━━━ GIVEN PASSAGE
Property Market Review – January 2022

Upbeat tone in new year forecasts

2022 could be a year of recovery for the commercial property market, two leading forecasts have suggested, with Colliers’ ‘Forecasts for 2022’ predicting investment volumes will reach £65bn and CBRE’s ‘UK Real Estate Outlook’ also foreseeing strong growth despite lingering risks.

According to CBRE, the office market is predicted to return to historical levels in 2022; Colliers expect an office occupancy of 75% to be the norm. On the industrial side, Colliers anticipates take-up topping 40m sq. ft for a third successive year. Demand for retail space is expected to be strong too, notably in prime commuter high streets.

Both reports expect the Environmental, Social and Governance (ESG) agenda to dominate in 2022, with Colliers anticipating the ‘corporate stampede to net zero’ proceeding to ‘change all markets fundamentally.’ Likewise, CBRE believes tightening regulation will be the main strategic driver of change.

Jen Siebrits, Head of UK Research at CBRE commented, “Whilst the challenges of the last year are not quite yet behind us… the property industry can still go into 2022 with a renewed sense of optimism. Buoyed by a growing economy, real estate has real impetus for growth in 2022.”

Less office space as flexible working dominates

New data from the Valuation Office Agency shows that the amount of office space in England declined by 2% in the year to 31 March 2021, with experts predicting further falls since.

Over the last two years, demand for office space has diminished, as many employees worked from home and others had large portions of their wages paid through the Job Retention Scheme. Average occupancy levels hovered around 10% in England in the week before Christmas.

The fall in office space was especially pronounced in smaller cities, with Central London more resilient. This is largely thanks to the tech and media sector, which accounted for 23% of Central London take-up in 2021, as well as 20% of active demand, according to Savills Research.

Experts doubt office space will rebound sharply after the pandemic, pointing to a survey from workplace expert, Acas, that reveals over half of employers expect more staff to work remotely for at least part of the week.

ESG key for hotels

After COP26 in Glasgow, ESG issues have been pushed firmly into the spotlight. Hotels, one of the least energyefficient property sectors, may be a top target for change.
━━━━━━
* **REQUIRED ACTION**: Continue the January 2022 property market review from its last sentence.
━━━ INFORMATION SUPPLIED
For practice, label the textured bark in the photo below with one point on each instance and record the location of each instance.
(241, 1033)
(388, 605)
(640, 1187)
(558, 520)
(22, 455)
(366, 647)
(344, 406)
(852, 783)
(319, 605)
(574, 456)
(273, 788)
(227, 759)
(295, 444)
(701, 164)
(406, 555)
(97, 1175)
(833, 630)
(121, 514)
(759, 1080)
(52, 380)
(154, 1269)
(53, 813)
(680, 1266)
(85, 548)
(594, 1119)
━━━━━━
* **TASK RESULT**:
The built environment contributes 40% of UK carbon emissions; hotels are especially polluting, emitting more CO2 per sq. ft than the retail and office sectors. To combat this, the sector has focused on making new development projects align with environmental goals.

Focusing on the existing hotel stock, however, might be more impactful, according to Savills. They note that only 4% of UK hotels have been built within the last five years, while 46% of existing branded hotels in England and Wales do not have an Energy Performance Certificate (EPC).

Google invests in office return

Google is purchasing its office building at Central St Giles, near London’s Tottenham Court Road, at a cost of $1bn, in a show of confidence that its employees will be coming back to the workplace, despite uncertainty over the willingness of workers to return to offices.

The purchase will be in addition to a further $1bn spend for a huge new headquarters in nearby King’s Cross, which, together with other UK offices, will give Google capacity for 10,000 workers. Google currently employs around 6,400 people in the UK but has added around 700 positions in the last year.

Google’s Chief Financial Officer, Ruth Porat said, “Our focus remains on creating flexible workspaces that foster innovation, creativity and inclusivity. We have been privileged to operate in the UK for nearly 20 years, and our purchase of the Central Saint Giles development reflects our continued commitment to the country’s growth and success.”